WHAT THE TASK REQUIRES: Rewrite every line below from the line containing "Question. Indicate each instance of the fringed" through the end of the dataset records, both ends included, and decrease each x and y coordinate in the answers by 69.

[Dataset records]
· · ·

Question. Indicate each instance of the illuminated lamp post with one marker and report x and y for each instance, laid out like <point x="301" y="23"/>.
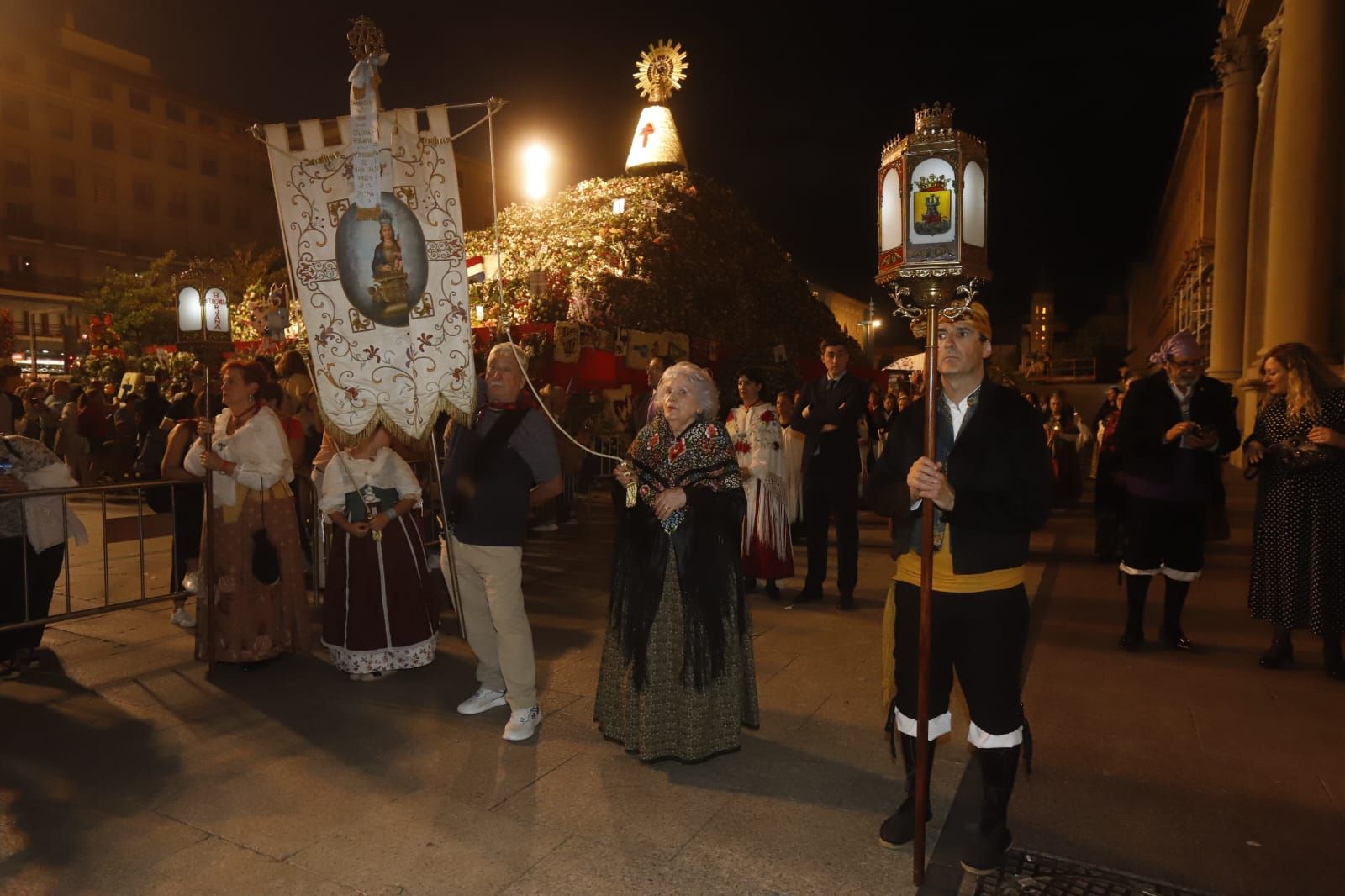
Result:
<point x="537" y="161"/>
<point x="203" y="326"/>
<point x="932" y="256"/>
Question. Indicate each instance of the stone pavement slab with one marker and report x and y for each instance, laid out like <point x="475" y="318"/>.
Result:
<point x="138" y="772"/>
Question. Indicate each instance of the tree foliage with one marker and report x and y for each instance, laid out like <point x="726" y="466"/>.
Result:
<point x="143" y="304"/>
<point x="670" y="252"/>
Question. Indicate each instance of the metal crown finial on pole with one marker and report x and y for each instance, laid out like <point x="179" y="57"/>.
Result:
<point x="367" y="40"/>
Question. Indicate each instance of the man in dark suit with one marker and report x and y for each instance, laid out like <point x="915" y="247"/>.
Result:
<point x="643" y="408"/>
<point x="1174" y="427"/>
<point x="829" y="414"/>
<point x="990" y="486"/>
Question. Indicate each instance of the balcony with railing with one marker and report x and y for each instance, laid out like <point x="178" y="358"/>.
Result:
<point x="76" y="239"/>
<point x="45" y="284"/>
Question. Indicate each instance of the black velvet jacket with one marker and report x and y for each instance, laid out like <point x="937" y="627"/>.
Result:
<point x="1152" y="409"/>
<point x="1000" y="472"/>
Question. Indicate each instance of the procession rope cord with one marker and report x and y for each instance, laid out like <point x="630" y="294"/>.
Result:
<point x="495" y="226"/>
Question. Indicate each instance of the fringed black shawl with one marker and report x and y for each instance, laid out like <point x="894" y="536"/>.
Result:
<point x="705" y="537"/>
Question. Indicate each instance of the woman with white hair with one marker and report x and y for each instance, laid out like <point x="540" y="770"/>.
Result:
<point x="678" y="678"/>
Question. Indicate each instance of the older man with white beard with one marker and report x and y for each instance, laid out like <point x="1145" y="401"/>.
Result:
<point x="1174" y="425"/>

· · ·

EXERCISE OUTPUT:
Question. Indicate each instance of the fringed black shawl with one marker and report x and y for each instance, laid out like <point x="894" y="536"/>.
Result:
<point x="636" y="468"/>
Question. Indicate each instance of the woman with white hair with one marker and report x and y for each instance, laid out like <point x="540" y="770"/>.
Result:
<point x="609" y="609"/>
Question. Indicate each instance of the older man with white beard with one marker and report x and y for each instance, laid out like <point x="1145" y="401"/>.
Result:
<point x="1105" y="356"/>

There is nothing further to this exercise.